Render each line of the rows below as a numbered list, leaving out any blank lines.

- [Supplied records]
++++++++++++++++++++
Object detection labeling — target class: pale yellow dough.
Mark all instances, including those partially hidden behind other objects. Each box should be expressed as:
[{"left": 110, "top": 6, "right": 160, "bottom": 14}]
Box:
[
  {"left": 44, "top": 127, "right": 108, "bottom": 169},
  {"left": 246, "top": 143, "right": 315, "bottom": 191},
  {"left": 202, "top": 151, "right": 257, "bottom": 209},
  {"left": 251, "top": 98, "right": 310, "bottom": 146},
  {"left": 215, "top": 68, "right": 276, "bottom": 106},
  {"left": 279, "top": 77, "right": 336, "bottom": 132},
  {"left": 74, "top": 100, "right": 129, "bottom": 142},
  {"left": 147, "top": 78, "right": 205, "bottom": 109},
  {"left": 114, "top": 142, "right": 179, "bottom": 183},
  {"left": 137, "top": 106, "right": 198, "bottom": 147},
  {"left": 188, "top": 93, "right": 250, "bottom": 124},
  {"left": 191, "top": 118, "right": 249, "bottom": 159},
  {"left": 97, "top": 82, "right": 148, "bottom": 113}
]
++++++++++++++++++++
- [Completed exercise]
1. Object detection labeling — target class: pale yellow dough.
2. Mark all instances, including those partially hidden behind other objects. Each box should be expressed as:
3. [{"left": 110, "top": 6, "right": 160, "bottom": 14}]
4. Box:
5. [
6.   {"left": 44, "top": 127, "right": 108, "bottom": 169},
7.   {"left": 246, "top": 143, "right": 315, "bottom": 191},
8.   {"left": 202, "top": 151, "right": 257, "bottom": 209},
9.   {"left": 251, "top": 98, "right": 310, "bottom": 146},
10.   {"left": 215, "top": 68, "right": 276, "bottom": 106},
11.   {"left": 279, "top": 77, "right": 336, "bottom": 132},
12.   {"left": 74, "top": 100, "right": 129, "bottom": 142},
13.   {"left": 147, "top": 78, "right": 205, "bottom": 109},
14.   {"left": 114, "top": 142, "right": 179, "bottom": 183},
15.   {"left": 137, "top": 106, "right": 198, "bottom": 147},
16.   {"left": 188, "top": 93, "right": 250, "bottom": 124},
17.   {"left": 191, "top": 118, "right": 249, "bottom": 159},
18.   {"left": 97, "top": 82, "right": 148, "bottom": 113}
19. ]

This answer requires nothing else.